PAGE TEXT —
##########

Difference between revisions of "Cauchy-Schwarz Inequality"

Revision as of 13:50, 9 April 2008

The Cauchy-Schwarz Inequality (which is known by other names, including Cauchy's Inequality, Schwarz's Inequality, and the Cauchy-Bunyakovsky-Schwarz Inequality) is a well-known inequality with many elegant applications.

Elementary Form

For any real numbers $a_1, \ldots, a_n$ and $b_1, \ldots, b_n$ , $\biggl( \sum_{i=1}^{n}a_ib_i \biggr)^2 \le \biggl(\sum_{i=1}^{n}a_i^2 \biggr) \biggl(\sum_{i=1}^{n}b_i^2 \biggr),$ with equality when there exist constants $\mu, \lambda$ not both zero such that for all $1 \le i \le n$ , $\mu a_i = \lambda b_i$ .

Discussion

Consider the vectors $\mathbf{a} = \langle a_1, \ldots a_n \rangle$ and ${} \mathbf{b} = \langle b_1, \ldots b_n \rangle$ . If $\theta$ is the angle formed by $\mathbf{a}$ and $\mathbf{b}$ , then the left-hand side of the inequality is equal to the square of the dot product of $\mathbf{a}$ and $\mathbf{b}$ , or $\left( ||\mathbf{a}|| \cdot ||\mathbf{b}|| \cos\theta \right)^2$ . The right hand side of the inequality is equal to $\left( ||\mathbf{a}|| \cdot ||\mathbf{b}|| \right)^2$ . The inequality then follows from $|\cos\theta | \le 1$ , with equality when one of $\mathbf{a,b}$ is a multiple of the other, as desired.

Complex Form

The inequality sometimes appears in the following form.

Let $a_1, \ldots, a_n$ and $b_1, \ldots, b_n$ be complex numbers. Then $\biggl| \sum_{i=1}^na_ib_i \biggr|^2 \le \biggl(\sum_{i=1}^{n}|a_i^2| \biggr) \biggl( \sum_{i=1}^n |b_i^2| \biggr) .$ This appears to be more powerful, but it follows from $\biggl| \sum_{i=1}^n a_ib_i \biggr| ^2 \le \biggl( \sum_{i=1}^n |a_i| \cdot |b_i| \biggr)^2 \le \biggl(\sum_{i=1}^n |a_i^2| \biggr) \biggl( \sum_{i=1}^n |b_i^2| \biggr).$

General Form

Let $V$ be a vector space, and let $\langle \cdot, \cdot \rangle : V \times V \to \mathbb{R}$ be an inner product. Then for any $\mathbf{a,b} \in V$ , $\langle \mathbf{a,b} \rangle^2 \le \langle \mathbf{a,a} \rangle \langle \mathbf{b,b} \rangle ,$ with equality if and only if there exist constants $\mu, \lambda$ not both zero such that $\mu\mathbf{a} = \lambda\mathbf{b}$ .

##########

DATA EXTRACT —
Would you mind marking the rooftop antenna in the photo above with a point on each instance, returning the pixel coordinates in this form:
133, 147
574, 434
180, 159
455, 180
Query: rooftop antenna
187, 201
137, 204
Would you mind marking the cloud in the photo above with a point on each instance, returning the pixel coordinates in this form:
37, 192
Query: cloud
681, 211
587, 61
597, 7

##########

WORK TO BE COMPLETED — Copy the part of the Cauchy-Schwarz page starting at "Revision as of" and ending at "many elegant applications.", keeping every word and symbol the same. The entries have nothing to do with the Cauchy-Schwarz page.

CORRECT RESPONSE —
Revision as of 13:50, 9 April 2008

The Cauchy-Schwarz Inequality (which is known by other names, including Cauchy's Inequality, Schwarz's Inequality, and the Cauchy-Bunyakovsky-Schwarz Inequality) is a well-known inequality with many elegant applications.